PROBLEM REQUIREMENTS:
Update everything from the start of the records down to the line containing "positive clicks: (139, 66)", replacing "rough mask" with "coarse mask" and leaving all else unchanged. Omit the pictures from your answer.
[[ TASK INPUT, beginning ]]
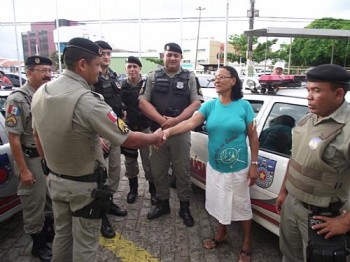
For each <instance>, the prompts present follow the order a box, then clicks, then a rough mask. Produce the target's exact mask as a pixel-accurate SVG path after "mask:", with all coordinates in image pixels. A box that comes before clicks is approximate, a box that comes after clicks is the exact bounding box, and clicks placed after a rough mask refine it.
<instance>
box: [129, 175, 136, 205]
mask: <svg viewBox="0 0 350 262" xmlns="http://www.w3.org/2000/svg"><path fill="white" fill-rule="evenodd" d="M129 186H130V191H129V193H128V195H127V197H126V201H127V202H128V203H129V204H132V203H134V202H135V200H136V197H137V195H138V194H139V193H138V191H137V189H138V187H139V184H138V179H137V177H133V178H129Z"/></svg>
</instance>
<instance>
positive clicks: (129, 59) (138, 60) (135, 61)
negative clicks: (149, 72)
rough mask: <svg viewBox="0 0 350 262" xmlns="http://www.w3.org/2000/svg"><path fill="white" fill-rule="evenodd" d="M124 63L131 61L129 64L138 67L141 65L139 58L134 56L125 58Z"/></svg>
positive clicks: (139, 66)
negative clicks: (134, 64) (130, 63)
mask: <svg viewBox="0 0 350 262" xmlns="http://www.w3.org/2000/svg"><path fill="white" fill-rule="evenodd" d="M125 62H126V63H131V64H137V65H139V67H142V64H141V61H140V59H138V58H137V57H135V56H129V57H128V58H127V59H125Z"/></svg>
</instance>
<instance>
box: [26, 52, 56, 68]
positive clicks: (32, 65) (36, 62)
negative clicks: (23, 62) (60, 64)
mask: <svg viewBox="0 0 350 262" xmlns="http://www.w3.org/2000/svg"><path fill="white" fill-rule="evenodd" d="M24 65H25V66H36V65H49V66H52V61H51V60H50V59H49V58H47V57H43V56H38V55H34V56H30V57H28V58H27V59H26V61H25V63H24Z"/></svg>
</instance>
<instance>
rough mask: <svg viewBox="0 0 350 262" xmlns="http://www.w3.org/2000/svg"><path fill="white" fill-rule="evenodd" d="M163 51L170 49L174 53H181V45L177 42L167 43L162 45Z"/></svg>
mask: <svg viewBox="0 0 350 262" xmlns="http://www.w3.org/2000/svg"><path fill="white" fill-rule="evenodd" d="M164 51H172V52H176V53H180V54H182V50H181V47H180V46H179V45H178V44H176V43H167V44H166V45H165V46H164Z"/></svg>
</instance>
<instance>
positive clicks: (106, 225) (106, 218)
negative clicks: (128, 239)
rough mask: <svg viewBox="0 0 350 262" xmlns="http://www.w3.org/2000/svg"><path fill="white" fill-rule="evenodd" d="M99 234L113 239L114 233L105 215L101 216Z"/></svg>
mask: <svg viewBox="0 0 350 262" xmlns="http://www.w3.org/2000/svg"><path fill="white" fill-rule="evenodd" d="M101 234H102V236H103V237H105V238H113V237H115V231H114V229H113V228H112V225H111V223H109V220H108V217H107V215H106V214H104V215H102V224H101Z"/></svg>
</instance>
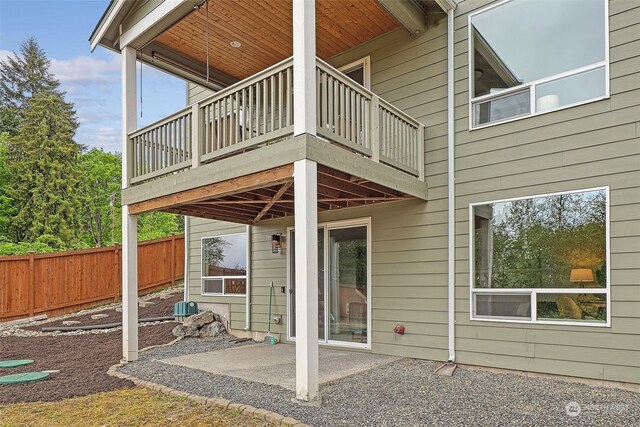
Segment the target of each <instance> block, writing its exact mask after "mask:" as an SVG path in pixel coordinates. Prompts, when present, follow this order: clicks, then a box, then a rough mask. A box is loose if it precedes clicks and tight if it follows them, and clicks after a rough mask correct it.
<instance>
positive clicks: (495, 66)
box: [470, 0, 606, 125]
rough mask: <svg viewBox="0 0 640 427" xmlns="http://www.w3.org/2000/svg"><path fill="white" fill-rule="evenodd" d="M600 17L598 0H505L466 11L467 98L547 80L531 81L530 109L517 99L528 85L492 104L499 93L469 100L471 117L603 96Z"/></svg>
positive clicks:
[[ TASK INPUT, end ]]
SOLUTION TO THIS TASK:
For each <instance>, the prompts present follow the order a box, then clicks, then a coarse mask. Produce the target's exact mask as a pixel-accurate SVG path after "mask:", with all coordinates in image pixels. A box that comes before clicks is approximate, a box that comes after clicks is the exact bounding box, and clicks placed after a coarse mask refine it.
<instance>
box: [129, 175, 136, 205]
mask: <svg viewBox="0 0 350 262" xmlns="http://www.w3.org/2000/svg"><path fill="white" fill-rule="evenodd" d="M129 186H130V191H129V193H128V195H127V197H126V201H127V202H128V203H129V204H132V203H134V202H135V200H136V197H137V195H138V194H139V193H138V191H137V189H138V187H139V184H138V179H137V177H133V178H129Z"/></svg>
</instance>
<instance>
positive clicks: (129, 59) (138, 60) (135, 61)
negative clicks: (149, 72)
coarse mask: <svg viewBox="0 0 350 262" xmlns="http://www.w3.org/2000/svg"><path fill="white" fill-rule="evenodd" d="M124 63L131 61L129 64L138 67L141 65L139 58L134 56L125 58Z"/></svg>
positive clicks: (139, 66)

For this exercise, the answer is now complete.